Belge
────
06 Mart 2023 05:07

Siyaset Bilimci Reyhan Ünal Çınar: Akşener, kurallarını koyamadığı oyunu oynamak istemedi

Siyaset Bilimci Dr. Reyhan Ünal Çınar, Akşener’in Kılıçdaroğlu’nu istememekten öte Alevi, Kürt, sol görüşlü seçmenin oyunu alarak onlara rıza göstermek istemediğini ifade etti.

Fotoğraf, Reyhan Ünal Çınar'ın kişisel arşivinden alınmıştır.

Paylaş

Serpil İLGÜN
İstanbul

Bugün birinci ayını dolduran 6 Şubat depremleri bütün yıkıcılığı ile orta yerde durup, su, çadır, gıda talepleri acil ihtiyaç listesinden inmezken, Türkiye siyaseti maalesef depremi değil, İyi Parti Lideri Meral Akşener’in masayı devirmesini konuşmayı sürdürüyor. Siyasetin bu gelişmeyi gündemleştirmesindeki doğallık, deprem konusunu geri plana bırakmasını kolaylaştırıyor. Tek adam rejimi ise, sadece seçimi kazanma yolundaki umutlarını arttırdığı için değil, depremdeki sorumluluklarını, deprem sahasında bir aydır hiçbir yaranın sarılmamasını örttüğü için de gelişmelerden memnun.

Diğer yandan, Akşener’in cuma günü zehir zemberek sözlerle kalktığı masanın diğer bileşenleri bir araya gelerek, “çalışmalarına aynı istikamette” devam edeceklerini, pazartesi günü de üzerinde ortaklaştıkları adayı kamuoyuyla paylaşacaklarını duyurdular. Artık yoluna beşli olarak devam edeceği görülen masadan ve siyasetçilerinden “yola devam” mesajları gelirken, savunmaya geçen İyi Parti cephesinden bir yandan istifalar devam ederken, kurmaylar da tutarsız açıklamalarını sürdürüyor.

Meral Akşener’in pek çok soru üreten çıkışının öne çıkardığı soruları, İyi Partinin geleceğini, Siyaset Bilimci Dr. Reyhan Ünal Çınar’a yönelttik.

Siyaseten intihar olarak değerlendirilen Meral Akşener’in son derece ağır bir üslupla masadan ayrılmasına yorumunuzu alarak başlayalım. Kamuoyu “adayda anlaştık” ilanını beklerken Akşener neden masadan kalktı?
────
Verilen Bilgiler
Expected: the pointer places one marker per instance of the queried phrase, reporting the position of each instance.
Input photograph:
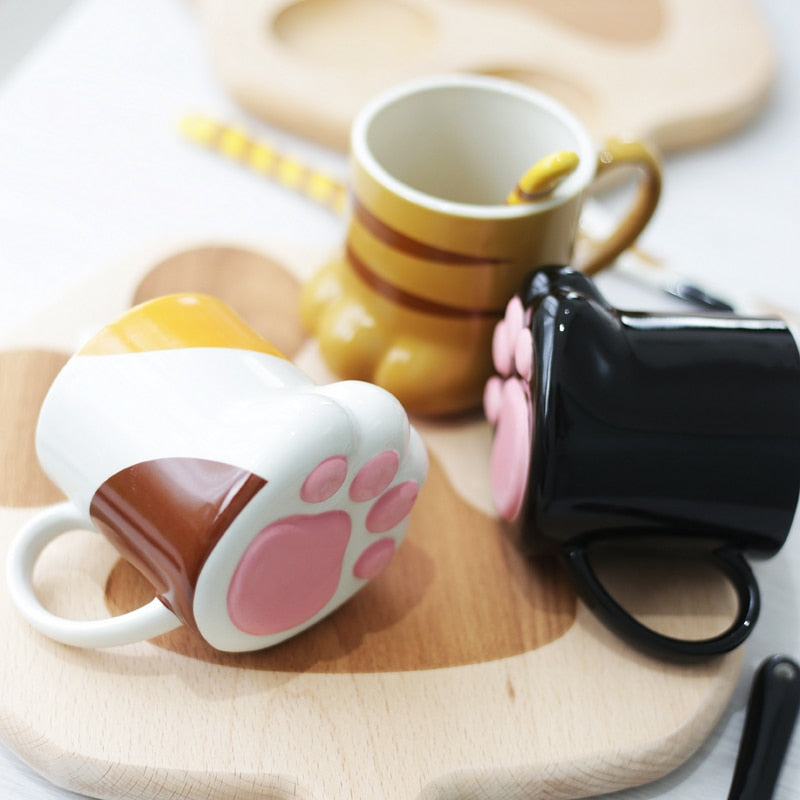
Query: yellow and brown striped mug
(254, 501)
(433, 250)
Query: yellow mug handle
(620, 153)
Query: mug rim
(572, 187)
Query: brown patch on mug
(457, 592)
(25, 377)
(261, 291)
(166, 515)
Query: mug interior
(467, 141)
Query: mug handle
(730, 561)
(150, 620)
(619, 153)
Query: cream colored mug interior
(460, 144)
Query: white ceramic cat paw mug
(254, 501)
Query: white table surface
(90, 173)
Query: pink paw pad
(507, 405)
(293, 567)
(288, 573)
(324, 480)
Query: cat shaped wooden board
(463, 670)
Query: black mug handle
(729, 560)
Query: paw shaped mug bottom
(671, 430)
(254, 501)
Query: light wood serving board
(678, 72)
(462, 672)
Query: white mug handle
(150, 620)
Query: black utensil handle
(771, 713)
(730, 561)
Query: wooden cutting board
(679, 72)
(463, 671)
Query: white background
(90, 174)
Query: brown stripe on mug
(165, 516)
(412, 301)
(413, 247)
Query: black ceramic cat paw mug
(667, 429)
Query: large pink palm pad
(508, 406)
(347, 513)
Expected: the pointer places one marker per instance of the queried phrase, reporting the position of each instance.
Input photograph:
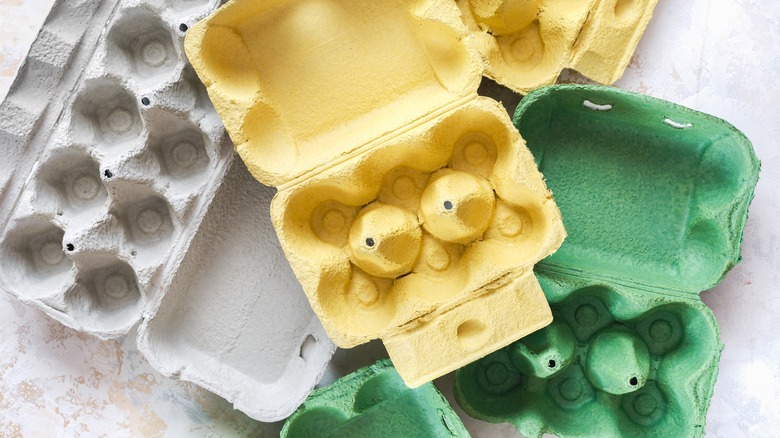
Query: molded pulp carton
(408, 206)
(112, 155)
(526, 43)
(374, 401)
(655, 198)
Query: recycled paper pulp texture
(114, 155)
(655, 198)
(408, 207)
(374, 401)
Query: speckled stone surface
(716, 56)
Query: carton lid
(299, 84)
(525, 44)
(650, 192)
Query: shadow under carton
────
Yönerge
Akşener söyleşisinde "06 Mart 2023" ile başlayıp "kişisel arşivinden alınmıştır." ile biten kısmı, "sol görüşlü" yerine "solcu" koyarak güncelle ve yeniden yaz.

Çözüm
06 Mart 2023 05:07

Siyaset Bilimci Reyhan Ünal Çınar: Akşener, kurallarını koyamadığı oyunu oynamak istemedi

Siyaset Bilimci Dr. Reyhan Ünal Çınar, Akşener’in Kılıçdaroğlu’nu istememekten öte Alevi, Kürt, solcu seçmenin oyunu alarak onlara rıza göstermek istemediğini ifade etti.

Fotoğraf, Reyhan Ünal Çınar'ın kişisel arşivinden alınmıştır.